Continue the interview below with Arran Glass of Apple Of My Eye, starting after its final paragraph.

▶ _Given text_:
━━━━━━

Seven Tides the new album by Apple Of My Eye is one of the most original and enjoyable records of this year. A combination of some striking songs, great playing, but above all their voices proves to be their trump card as all of the band can sing. The record possesses an immediacy and elegant yet deceptive simplicity, which belies the intricacies that are unquestionably involved. I managed to catch-up with the band’s guitarist and singer Arran Glass who offered tales of how this exciting young combo got their sea legs.
When I catch up with Arran, he’s busy and with a short window, between staging two theatre shows a day and a scheduled get together with some of his band mates later on that evening. The first question is an obvious one as I ask about the person missing from all of the current band photos. Arran explains, “Ellie left the band a few months ago in order to focus on her solo project. She sounds gorgeous on the album and we were very lucky to have her in the studio with us.” He adds, “We still have two members of the Rusbridge family left in the band though – Dan on harmonica and Chris on bouzouki.” It’s probably an important point, but more of that later, as he continues, “For a while we were thinking about getting another female singer to join us but we’ve found people have been really enjoying the dynamic of our live shows recently so we’re going to continue exploring what we can do with a big bunch of guys singing their hearts out.”
I agree that it’s one of the obvious strengths of the band is the vocal prowess; it must be great to have that in the locker. I ask how that shaped the sound. Arran emphasises the flexibility it brings and tells me, “We love harmony and always try and make them interesting, fun and unusual. On the album the lead vocals are taken by Chris, Ellie, Kit or myself.” It’s not just the vocal arrangements, however, as Arran points out, “For us song writing is such a collaborative process and each member brings something unique to the mix, so we often leave space for the other instruments. When you have six people in a band, it’s really important to know when not to play – it’s all about what the song itself needs, when to be fierce or fragile.”
I wonder whether this explains the equal credit that all share in the writing, with all songs simply attributed to Apple Of My Eye and Arran explains, “More importantly than us being a band, we are a bunch of best friends that make music together. Everyone has valued input into the songs – whether it’s a harmony line, a bass line, a bit of melody or a snatch of lyrics.”
That raises the issue of how they all met and Arran refers to their Bristolian roots, as he tells me, “So the Bristolians of the band are from north west Bristol – Arran and Alex are from Cotham and the Rusbridges, Chris, Ellie and Dan, are from Stoke Bishop.” I too spent a couple of years living in that area, so recognised the title of the last track on the album Durdham Down, as part of the open land up past the suspension Bridge. Arran tells me that “Chris and I met at a party as teenagers and started writing songs together, but we were always in other bands so nothing happen for a while.” In reality it took a change of scene for Apple Of My Eye to finally gel and Arran reveals, “Slowly, gradually, we all migrated to London. I formed a band with the Londoners Phil and Kit, and slowly it all came together.” I wonder whether they shared a common bond but Arran admits, “It’s hard to remember what we bonded over – playing music, playing games and drinking cider probably.”

━━━━━━

▶ _Raw records_:

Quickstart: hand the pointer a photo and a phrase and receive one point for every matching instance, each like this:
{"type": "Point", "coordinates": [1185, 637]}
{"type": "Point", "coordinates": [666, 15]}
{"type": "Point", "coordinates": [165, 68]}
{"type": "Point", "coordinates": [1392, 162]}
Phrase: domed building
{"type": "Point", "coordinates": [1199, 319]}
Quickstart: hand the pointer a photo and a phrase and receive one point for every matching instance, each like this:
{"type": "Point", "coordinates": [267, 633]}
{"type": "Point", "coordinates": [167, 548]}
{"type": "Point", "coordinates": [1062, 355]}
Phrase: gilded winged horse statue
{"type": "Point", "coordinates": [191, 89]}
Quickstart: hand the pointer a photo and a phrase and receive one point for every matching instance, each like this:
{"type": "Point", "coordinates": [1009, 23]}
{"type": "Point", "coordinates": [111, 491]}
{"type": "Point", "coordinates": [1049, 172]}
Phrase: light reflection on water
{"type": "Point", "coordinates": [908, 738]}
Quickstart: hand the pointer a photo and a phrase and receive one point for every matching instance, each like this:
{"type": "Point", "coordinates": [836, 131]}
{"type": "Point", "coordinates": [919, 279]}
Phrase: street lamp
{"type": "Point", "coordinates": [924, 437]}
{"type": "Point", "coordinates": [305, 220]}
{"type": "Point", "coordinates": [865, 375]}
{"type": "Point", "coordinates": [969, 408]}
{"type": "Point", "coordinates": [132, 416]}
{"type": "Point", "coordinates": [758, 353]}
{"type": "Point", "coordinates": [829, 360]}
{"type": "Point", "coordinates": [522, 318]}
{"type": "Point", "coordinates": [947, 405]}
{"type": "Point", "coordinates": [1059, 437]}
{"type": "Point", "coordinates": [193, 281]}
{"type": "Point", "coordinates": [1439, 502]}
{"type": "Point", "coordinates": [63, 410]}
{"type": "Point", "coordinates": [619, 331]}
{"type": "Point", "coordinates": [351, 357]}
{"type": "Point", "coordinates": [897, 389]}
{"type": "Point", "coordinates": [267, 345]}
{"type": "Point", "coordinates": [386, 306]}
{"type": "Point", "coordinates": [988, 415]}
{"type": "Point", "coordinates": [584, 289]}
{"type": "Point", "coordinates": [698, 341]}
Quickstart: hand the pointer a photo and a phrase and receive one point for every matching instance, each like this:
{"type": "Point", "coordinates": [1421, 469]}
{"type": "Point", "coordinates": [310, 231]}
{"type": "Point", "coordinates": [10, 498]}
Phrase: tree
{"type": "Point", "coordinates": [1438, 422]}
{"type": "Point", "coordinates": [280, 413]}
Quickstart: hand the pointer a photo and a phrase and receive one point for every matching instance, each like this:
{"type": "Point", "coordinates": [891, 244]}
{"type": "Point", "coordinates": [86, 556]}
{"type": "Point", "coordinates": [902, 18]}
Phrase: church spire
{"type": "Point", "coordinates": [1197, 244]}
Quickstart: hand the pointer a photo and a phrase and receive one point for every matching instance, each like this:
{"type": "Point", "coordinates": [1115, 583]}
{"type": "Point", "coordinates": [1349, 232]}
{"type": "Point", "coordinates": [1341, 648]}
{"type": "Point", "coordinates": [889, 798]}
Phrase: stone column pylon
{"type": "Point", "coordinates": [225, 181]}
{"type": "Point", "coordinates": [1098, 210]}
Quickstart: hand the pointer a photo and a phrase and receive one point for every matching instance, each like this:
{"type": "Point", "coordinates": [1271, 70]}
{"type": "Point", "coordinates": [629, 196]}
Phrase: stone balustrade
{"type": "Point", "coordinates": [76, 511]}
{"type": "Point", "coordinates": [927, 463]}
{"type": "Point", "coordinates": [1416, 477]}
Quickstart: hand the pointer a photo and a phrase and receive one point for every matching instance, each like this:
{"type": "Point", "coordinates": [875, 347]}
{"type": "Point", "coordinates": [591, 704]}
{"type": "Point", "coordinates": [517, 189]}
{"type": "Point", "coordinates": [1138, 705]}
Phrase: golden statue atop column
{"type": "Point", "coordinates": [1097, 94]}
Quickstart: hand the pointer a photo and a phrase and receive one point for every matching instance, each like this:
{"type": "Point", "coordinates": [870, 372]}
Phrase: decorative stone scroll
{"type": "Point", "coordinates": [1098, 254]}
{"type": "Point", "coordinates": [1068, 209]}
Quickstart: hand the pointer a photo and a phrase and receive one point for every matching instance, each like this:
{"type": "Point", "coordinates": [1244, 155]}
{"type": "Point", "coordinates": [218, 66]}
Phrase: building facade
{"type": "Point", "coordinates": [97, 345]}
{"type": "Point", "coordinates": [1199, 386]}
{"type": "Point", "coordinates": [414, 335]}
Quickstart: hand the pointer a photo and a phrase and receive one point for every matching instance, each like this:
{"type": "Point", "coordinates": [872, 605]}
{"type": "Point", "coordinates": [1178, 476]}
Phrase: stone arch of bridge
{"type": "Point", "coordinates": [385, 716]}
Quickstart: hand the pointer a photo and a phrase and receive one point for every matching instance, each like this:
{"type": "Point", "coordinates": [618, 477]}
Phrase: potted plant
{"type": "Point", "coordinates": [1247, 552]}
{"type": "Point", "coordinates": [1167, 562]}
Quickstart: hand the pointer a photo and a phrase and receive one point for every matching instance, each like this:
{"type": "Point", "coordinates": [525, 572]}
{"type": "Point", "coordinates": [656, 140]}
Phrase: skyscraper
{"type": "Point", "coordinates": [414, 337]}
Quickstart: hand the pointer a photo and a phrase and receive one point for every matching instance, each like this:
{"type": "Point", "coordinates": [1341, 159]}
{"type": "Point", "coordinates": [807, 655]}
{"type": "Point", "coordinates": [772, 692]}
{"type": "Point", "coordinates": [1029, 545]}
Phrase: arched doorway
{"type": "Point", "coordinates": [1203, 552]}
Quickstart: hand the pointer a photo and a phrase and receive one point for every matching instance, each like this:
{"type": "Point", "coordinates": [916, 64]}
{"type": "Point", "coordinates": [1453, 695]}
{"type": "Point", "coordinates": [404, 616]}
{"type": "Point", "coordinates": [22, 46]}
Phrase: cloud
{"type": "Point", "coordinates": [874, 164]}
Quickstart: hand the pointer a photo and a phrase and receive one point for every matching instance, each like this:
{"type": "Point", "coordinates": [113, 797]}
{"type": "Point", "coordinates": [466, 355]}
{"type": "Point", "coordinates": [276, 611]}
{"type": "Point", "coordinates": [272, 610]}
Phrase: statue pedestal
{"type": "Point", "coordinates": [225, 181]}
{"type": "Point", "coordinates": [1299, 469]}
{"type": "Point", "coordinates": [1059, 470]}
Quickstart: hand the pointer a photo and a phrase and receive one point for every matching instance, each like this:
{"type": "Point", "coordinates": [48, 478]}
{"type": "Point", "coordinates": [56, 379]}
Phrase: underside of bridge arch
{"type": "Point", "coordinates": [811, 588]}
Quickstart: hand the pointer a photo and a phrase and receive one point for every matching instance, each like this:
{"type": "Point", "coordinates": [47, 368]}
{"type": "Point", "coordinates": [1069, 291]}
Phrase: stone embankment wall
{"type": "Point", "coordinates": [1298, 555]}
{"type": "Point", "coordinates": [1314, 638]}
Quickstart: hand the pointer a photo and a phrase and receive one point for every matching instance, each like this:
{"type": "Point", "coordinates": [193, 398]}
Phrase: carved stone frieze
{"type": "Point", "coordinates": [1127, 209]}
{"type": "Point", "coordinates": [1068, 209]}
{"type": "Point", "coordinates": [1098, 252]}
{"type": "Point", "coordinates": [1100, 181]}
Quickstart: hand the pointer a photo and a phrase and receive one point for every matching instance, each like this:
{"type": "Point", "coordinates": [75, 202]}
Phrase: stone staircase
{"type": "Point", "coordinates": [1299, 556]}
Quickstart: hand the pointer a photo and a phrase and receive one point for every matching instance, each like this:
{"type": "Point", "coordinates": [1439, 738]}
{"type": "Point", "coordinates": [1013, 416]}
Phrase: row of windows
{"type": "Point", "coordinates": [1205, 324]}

━━━━━━

▶ _Task answer_:
They have now developed a focal point, however, albeit a mobile one, as Arran explains, “The narrowboat is Chris’s new home. He bought it in the springtime and he and I spent a week sailing it down the canal from Rugby to London – writing songs, falling in the canals, getting stuck in tunnels and with a few impromptu gigs on route. Writing a song by the wood burning stove in winter is a fine way to pass the time.”
Talking about their various musical backgrounds, Arran points out that, “The biggest influence on the Rusbridge siblings was their musician parents, who themselves met in a folk club and still have a wonderful band Thornbridge today.” It’s this that perhaps keeps the Apple Of My Eye sound rooted in the folk stylings, but for the others, musical education has been varied and diverse, “Both Alex and I went to the same school and then drama school which may have had some impact on the more theatrical storytelling numbers.” Instrumentally however, both are more self-taught, “Alex started playing techno in Bristol before picking up the guitar and mandolin and cites Nic Jones and the Punch Brothers as influences. I learned classical guitar, played in a rock band as a teenager before discovering John Martyn and Nick Drake and later the wonderful arrangements of Lhasa de Sela.” The London contingent are more formally trained and he tells me, “Kit and Phil went to Trinity College of Music and as well as playing the violin and double bass respectively are also both professional pianists. Phil is the MD on The Scotsborough Boys in the west end and Kit plays in everything from orchestras to gypsy jazz bands.”
I ask about their first steps as a band and Arran tells me, “The first Apple gig was probably at a night called Beatroot Rendezous which used to run at the Old Queen’s Head in Islington. There’s still a video of it on the internet somewhere. We had decided that we were going to be called Apple of My Eye, but there was some concern that the name was a bit too homely or homespun. So we came up with a few different names and asked the audience to vote. Turnips Full of Mead was one suggestion. Stupid. We’re pretty glad the audience didn’t go for that one.”
We turn our attention to the new record and Arran reveals, “We spent two years writing the album, some songs we’d been playing live for ages and a couple of them we only wrote a few days before.” I ask if they have a way of writing and working together and he explains that it usually starts with an individual as he tells me, “Usually the songs start from an idea that one of us brings to the table. For example, Greenwich Town was a Kit offering, Cities came from a riff written by Alex.” A little more unusually however he adds, “Chris and I wrote The Road to London while carrying a table up some stairs.”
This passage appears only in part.